EXERCISE DETAILS: From the listing below, pull out every line that contains the string "laptop". Count only matches with the same letter case.

PROVIDED RECORDS:
-- -- --
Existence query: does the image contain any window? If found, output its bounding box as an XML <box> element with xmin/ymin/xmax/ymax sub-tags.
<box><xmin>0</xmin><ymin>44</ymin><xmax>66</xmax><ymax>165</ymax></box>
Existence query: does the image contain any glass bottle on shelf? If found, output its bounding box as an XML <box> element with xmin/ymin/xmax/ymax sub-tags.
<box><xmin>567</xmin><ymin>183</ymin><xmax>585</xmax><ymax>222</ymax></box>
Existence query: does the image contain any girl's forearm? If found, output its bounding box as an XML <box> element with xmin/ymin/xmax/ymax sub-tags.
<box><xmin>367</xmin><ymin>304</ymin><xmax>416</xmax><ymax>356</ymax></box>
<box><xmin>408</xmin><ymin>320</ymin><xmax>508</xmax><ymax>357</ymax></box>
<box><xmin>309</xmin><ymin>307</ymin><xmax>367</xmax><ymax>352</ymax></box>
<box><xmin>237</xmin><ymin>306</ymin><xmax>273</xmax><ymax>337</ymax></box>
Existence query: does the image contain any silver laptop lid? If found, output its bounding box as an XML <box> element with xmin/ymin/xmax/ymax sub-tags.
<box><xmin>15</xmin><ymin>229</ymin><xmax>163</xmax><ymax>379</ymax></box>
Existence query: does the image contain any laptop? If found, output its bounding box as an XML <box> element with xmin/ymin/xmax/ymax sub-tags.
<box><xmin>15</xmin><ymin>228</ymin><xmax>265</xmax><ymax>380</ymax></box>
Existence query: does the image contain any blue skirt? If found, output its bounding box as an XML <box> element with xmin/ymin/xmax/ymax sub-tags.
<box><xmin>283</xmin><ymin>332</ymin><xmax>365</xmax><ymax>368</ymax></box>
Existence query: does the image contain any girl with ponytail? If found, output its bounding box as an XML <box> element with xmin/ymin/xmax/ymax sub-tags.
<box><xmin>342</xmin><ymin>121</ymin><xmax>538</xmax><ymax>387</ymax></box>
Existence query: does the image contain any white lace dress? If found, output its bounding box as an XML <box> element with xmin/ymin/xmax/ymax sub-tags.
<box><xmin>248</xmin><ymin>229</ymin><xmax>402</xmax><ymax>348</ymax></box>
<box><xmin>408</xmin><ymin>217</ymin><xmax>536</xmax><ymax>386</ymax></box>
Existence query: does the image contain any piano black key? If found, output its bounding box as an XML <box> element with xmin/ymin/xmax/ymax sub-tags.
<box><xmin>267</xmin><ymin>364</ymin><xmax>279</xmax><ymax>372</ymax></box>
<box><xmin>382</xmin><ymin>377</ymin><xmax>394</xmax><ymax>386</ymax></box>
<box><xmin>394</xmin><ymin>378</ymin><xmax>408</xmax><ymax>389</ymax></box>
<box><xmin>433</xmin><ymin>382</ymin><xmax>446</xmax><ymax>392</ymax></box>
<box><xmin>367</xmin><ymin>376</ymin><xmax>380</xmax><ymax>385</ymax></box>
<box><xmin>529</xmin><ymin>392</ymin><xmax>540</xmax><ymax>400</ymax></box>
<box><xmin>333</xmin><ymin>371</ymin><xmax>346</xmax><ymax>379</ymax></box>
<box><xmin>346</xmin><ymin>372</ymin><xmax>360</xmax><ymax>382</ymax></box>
-- -- --
WRITTEN ANSWER:
Existence query: does the image contain any silver laptop lid? If found, output its bounding box as an XML <box> element with xmin/ymin/xmax/ymax sub-tags.
Existence query: does the image contain any laptop? If found, output its bounding box as an XML <box> element with xmin/ymin/xmax/ymax sub-tags.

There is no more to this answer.